SHORT EXERCISE
Copy all of the following rows word for word, leaving out the pictures.

EXERCISE DATA
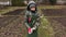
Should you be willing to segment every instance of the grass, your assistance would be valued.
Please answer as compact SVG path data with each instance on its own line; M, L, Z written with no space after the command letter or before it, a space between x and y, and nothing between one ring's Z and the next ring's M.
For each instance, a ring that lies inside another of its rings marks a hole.
M65 9L66 5L40 5L40 9Z
M53 28L50 26L50 22L44 16L41 18L41 25L38 27L38 37L53 37Z
M0 10L0 14L4 14L8 13L10 11L14 11L16 9L24 9L25 7L8 7L7 9L2 9Z

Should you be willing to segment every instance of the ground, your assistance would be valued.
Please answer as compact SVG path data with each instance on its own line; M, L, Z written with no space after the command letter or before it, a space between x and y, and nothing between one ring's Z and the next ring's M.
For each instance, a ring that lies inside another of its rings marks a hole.
M11 9L9 10L9 8ZM3 13L0 12L0 37L25 37L26 28L23 24L24 8L15 7L14 10L13 7L9 8L7 10L9 12L3 10ZM38 37L66 37L65 5L44 5L38 7L38 10L41 10L40 12L43 16L38 27Z

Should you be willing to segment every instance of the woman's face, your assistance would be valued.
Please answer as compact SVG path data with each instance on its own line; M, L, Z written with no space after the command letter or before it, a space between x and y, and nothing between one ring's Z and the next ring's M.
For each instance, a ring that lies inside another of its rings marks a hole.
M31 8L31 11L35 11L35 8L33 7L33 8Z

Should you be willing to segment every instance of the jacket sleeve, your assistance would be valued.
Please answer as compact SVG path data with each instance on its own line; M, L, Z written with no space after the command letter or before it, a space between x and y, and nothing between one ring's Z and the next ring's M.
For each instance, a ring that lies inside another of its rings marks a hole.
M29 12L26 11L25 15L24 15L24 23L25 23L25 26L29 28L30 26L29 26L29 24L26 22L28 15L29 15Z
M37 14L37 18L36 18L36 22L35 22L35 24L34 24L33 27L37 28L40 26L40 24L41 24L41 21L40 20L41 20L40 18L40 14Z

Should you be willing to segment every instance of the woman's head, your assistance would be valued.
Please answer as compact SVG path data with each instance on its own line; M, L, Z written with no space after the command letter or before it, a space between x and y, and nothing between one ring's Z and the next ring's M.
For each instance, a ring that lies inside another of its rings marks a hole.
M36 3L34 1L29 2L28 11L36 11Z

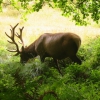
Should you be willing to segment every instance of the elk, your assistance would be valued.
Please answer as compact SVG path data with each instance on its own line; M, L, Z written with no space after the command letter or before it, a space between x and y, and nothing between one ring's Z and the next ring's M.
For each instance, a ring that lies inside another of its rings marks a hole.
M30 58L40 56L41 62L44 62L46 57L52 57L55 64L58 67L58 60L65 59L69 57L72 62L81 64L81 60L77 57L77 51L81 45L81 39L78 35L74 33L44 33L37 40L35 40L28 47L24 47L24 42L22 39L22 31L24 27L19 28L20 34L15 33L15 28L18 26L17 23L14 27L11 25L11 36L6 32L5 34L12 40L8 41L11 44L15 44L16 50L8 50L10 52L16 52L16 56L20 54L20 62L26 63ZM22 43L22 48L19 50L19 46L15 41L15 35L20 39ZM61 73L61 72L60 72Z

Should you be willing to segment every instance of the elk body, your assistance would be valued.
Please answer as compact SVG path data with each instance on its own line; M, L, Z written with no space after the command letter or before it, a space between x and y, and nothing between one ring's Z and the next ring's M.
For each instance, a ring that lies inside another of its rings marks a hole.
M81 60L76 55L81 45L81 39L78 35L74 33L45 33L25 48L22 40L22 30L24 27L22 27L19 29L20 35L16 35L23 44L22 49L19 50L18 44L14 40L17 25L14 27L11 26L11 37L8 36L7 33L6 35L12 40L12 42L8 42L15 44L17 48L17 50L8 51L17 52L16 55L20 54L20 62L27 62L30 58L39 55L42 62L44 62L46 57L52 57L57 66L57 60L62 60L67 57L69 57L72 62L81 64Z

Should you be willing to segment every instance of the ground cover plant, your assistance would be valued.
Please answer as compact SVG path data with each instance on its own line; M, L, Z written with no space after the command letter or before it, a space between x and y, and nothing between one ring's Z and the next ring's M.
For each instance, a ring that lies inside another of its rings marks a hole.
M0 19L5 20L0 22L0 100L99 100L100 29L75 26L69 19L60 16L59 11L48 8L48 15L47 8L29 16L26 22L20 20L20 14L19 17L6 11L1 14ZM63 73L61 76L51 58L47 58L45 63L41 63L37 57L25 65L20 64L19 56L15 57L6 50L14 47L7 43L5 36L5 31L9 32L9 25L17 22L25 25L23 38L27 45L44 32L75 32L82 39L78 51L82 65L69 64L67 59L64 65L59 62Z

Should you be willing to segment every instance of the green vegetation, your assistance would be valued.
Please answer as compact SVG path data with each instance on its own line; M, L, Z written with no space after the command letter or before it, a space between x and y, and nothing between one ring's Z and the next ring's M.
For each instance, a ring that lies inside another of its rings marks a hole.
M90 24L90 18L96 23L100 21L100 0L1 0L0 10L7 5L18 11L23 9L24 14L38 12L44 5L49 5L59 8L64 16L72 16L78 25Z
M5 51L1 54L7 56ZM59 64L63 77L49 58L42 64L39 58L25 65L18 63L19 59L11 60L11 57L1 62L0 99L99 100L100 37L82 45L78 55L83 61L82 65L66 63L63 67Z
M0 14L0 19L4 19L0 22L0 100L100 100L99 25L75 26L60 14L59 10L47 6L39 13L29 15L26 22L11 7ZM10 24L18 22L25 26L25 44L30 44L45 32L78 34L82 39L78 52L82 65L69 64L65 59L64 66L59 63L61 76L51 58L47 58L45 63L35 58L25 65L20 64L19 56L14 57L6 50L14 47L7 43L4 34L5 31L10 33Z

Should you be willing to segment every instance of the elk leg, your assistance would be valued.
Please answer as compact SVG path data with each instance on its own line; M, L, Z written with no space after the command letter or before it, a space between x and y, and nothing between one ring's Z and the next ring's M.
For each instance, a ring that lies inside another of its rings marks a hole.
M54 59L54 58L53 58ZM58 66L58 60L57 59L54 59L54 62L56 64L56 67L57 67L57 70L59 71L59 73L63 76L62 72L60 71L60 68Z
M81 60L75 55L75 56L72 56L72 57L70 57L71 58L71 60L75 63L77 63L77 64L79 64L79 65L81 65Z

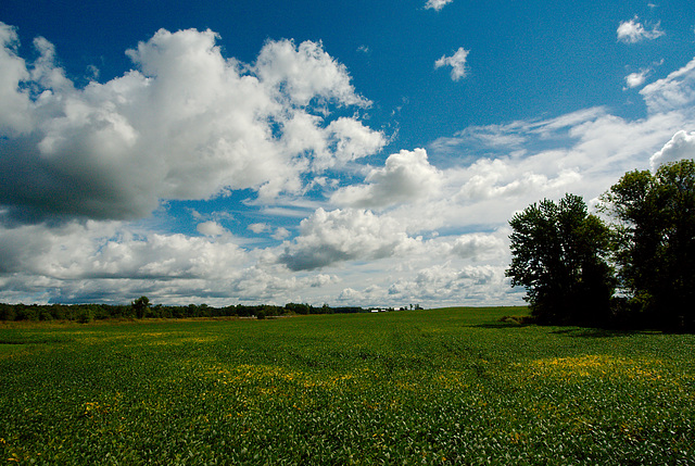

RESPONSE BELOW
Should you be willing to segment every instance of the grass, your assistance would be valued.
Please answer as compact SVG path data with each instance on its own line; M, L, Z written with no space after the command letter or before it, a space between x and y, and nothing between one ring's Z and the next ring's M.
For each instance, a ring that lies inside another of its rings marks a hole.
M65 9L66 5L40 5L40 9Z
M53 28L50 26L50 22L44 16L41 18L41 25L38 27L38 37L53 37Z
M0 10L0 14L4 14L8 13L10 11L14 11L16 9L24 9L25 7L8 7L7 9L2 9Z

Should you be willing to segment every instance of the ground, your assistance would be valued.
Please answer as compact SVG path data with each instance on its own line; M, L, Z written with no space after the command letter or before it, a space between x and y, and nothing between one ring's Z and the next ring's M.
For each instance, a ring that lies inside another of its rings marks a hole.
M11 9L9 10L9 8ZM3 13L0 12L0 37L25 37L26 28L23 24L24 8L15 7L14 10L13 7L9 8L7 10L9 12L3 10ZM38 37L66 37L65 5L44 5L38 7L38 10L41 10L40 12L43 16L38 27Z

Should you be willing to segment every instance of the woman's face, your assistance would be valued.
Please answer as compact SVG path data with each instance on its own line; M, L, Z written with no space after the command letter or before it, a space between x and y, and nothing between one ring's Z and the next ring's M.
For each instance, a ring that lies inside another of its rings marks a hole.
M31 8L31 11L35 11L35 8L33 7L33 8Z

Should you be willing to segment every instance of the jacket sleeve, your assistance would be valued.
Please answer as compact SVG path data with each instance on its own line; M, L, Z written with no space after the command letter or before it, a space between x and y, and nothing between one ring's Z and the next ring's M.
For each instance, a ring that lies inside another of its rings marks a hole.
M29 12L26 11L25 15L24 15L24 23L25 23L25 26L29 28L30 26L29 26L29 24L26 22L28 15L29 15Z
M37 14L37 18L36 18L36 22L35 22L35 24L34 24L33 27L37 28L40 26L40 24L41 24L41 21L40 20L41 20L40 18L40 14Z

Should you be willing to segment every instance of the woman's head, your assistance would be valued.
Please answer as compact SVG path data with each instance on its own line; M, L, Z written with no space after the command letter or before it, a space between x and y, and nothing between one ring's Z and the next ring's M.
For each instance, a ring that lies inside another of its rings marks a hole.
M36 3L34 1L29 2L28 11L36 11Z

Should you be willing to segment every instance of the elk, your assistance would be valued.
Please answer as compact SVG path data with each instance on its own line; M, L, Z written with no space after the command letter or before it, a space between x and y, and nothing between one ring's Z and the next ring's M.
For each instance, a ring that lies inside another of its rings marks a hole.
M30 58L40 56L41 62L44 62L46 57L52 57L55 64L58 67L58 60L65 59L69 57L72 62L81 64L81 60L77 57L77 51L81 45L81 39L78 35L74 33L44 33L37 40L35 40L28 47L24 47L24 42L22 39L22 31L24 27L19 28L20 34L15 33L15 28L18 26L17 23L14 27L11 25L11 36L6 32L5 34L12 40L8 41L11 44L15 44L16 50L8 50L10 52L16 52L16 56L20 54L20 62L26 63ZM22 43L22 48L19 50L19 46L15 41L15 35L20 39ZM61 73L61 72L60 72Z

Should you be willing to segment every instance of the elk body, your assistance would be valued.
Please answer as compact SVG path data with each instance on its own line; M, L, Z written with no space after the command letter or before it, a space between x and y, and nothing between one ring's Z and the next ring's M.
For each instance, a ring that lies inside another of its rings marks a hole.
M81 60L76 55L81 45L81 39L78 35L74 33L45 33L25 48L22 40L22 30L24 27L22 27L19 29L20 35L16 35L23 44L22 49L19 50L18 44L14 40L17 25L14 27L11 26L11 37L8 36L7 33L6 35L12 40L12 42L8 42L15 44L17 48L17 50L8 51L17 52L16 55L20 54L20 62L27 62L30 58L39 55L42 62L44 62L46 57L52 57L57 66L57 60L62 60L67 57L69 57L72 62L81 64Z

Should you be willing to segment every instance of the ground cover plant, your assistance would be valued.
Please answer as compact SVG path data with each instance on its own line; M, L, Z written with no space after the command letter or before it, a space between x and y, and nothing between one ring's Z and the next ring's M.
For each instance, a ring that lies inside another of its rings marks a hole.
M0 19L5 20L0 22L0 100L99 100L100 29L75 26L69 19L60 16L59 11L48 8L48 15L47 8L29 16L26 22L20 20L20 14L19 17L6 11L1 14ZM63 73L61 76L51 58L47 58L45 63L41 63L37 57L25 65L20 64L19 56L15 57L6 50L14 47L7 43L5 36L5 31L9 32L9 25L17 22L25 25L23 38L27 45L44 32L75 32L82 39L78 51L82 65L69 64L67 59L64 65L59 62Z

Should you be willing to segment every instance of the green vegetation, your assistance would be valued.
Please answer as compact SVG path data with each instance on its own line; M, L, Z written with no space after the command letter or before it, a space between x and y, and nothing between one ring's Z and the next ring's M.
For each instance, a ring that lies inside another of its rings marks a hole.
M90 24L90 18L96 23L100 21L100 0L1 0L0 10L7 5L18 11L23 9L24 14L38 12L44 5L49 5L59 8L64 16L72 16L78 25Z
M5 51L1 54L7 56ZM59 64L63 77L49 58L42 64L39 58L25 65L18 63L19 59L11 60L11 57L1 62L0 99L99 100L100 37L82 45L78 55L83 61L82 65L66 63L63 67Z
M0 14L0 19L4 19L0 22L0 100L100 100L99 25L75 26L60 14L59 10L47 6L39 13L29 15L26 22L11 7ZM10 24L18 22L25 26L25 44L30 44L45 32L78 34L82 39L78 52L82 65L69 64L65 59L64 66L59 63L61 76L51 58L47 58L45 63L35 58L25 65L20 64L19 56L14 57L6 50L14 47L7 43L4 34L5 31L10 33Z

Should you be willing to segment every instance of the elk leg, your assistance would be valued.
Please answer as compact SVG path data with each instance on its own line; M, L, Z written with no space after the command letter or before it, a space between x and y, and nothing between one ring's Z and the next ring's M.
For each instance, a ring that lies inside another of its rings marks a hole.
M54 59L54 58L53 58ZM58 66L58 60L57 59L54 59L54 62L56 64L56 67L57 67L57 70L59 71L59 73L63 76L62 72L60 71L60 68Z
M81 60L75 55L75 56L72 56L72 57L70 57L71 58L71 60L75 63L77 63L77 64L79 64L79 65L81 65Z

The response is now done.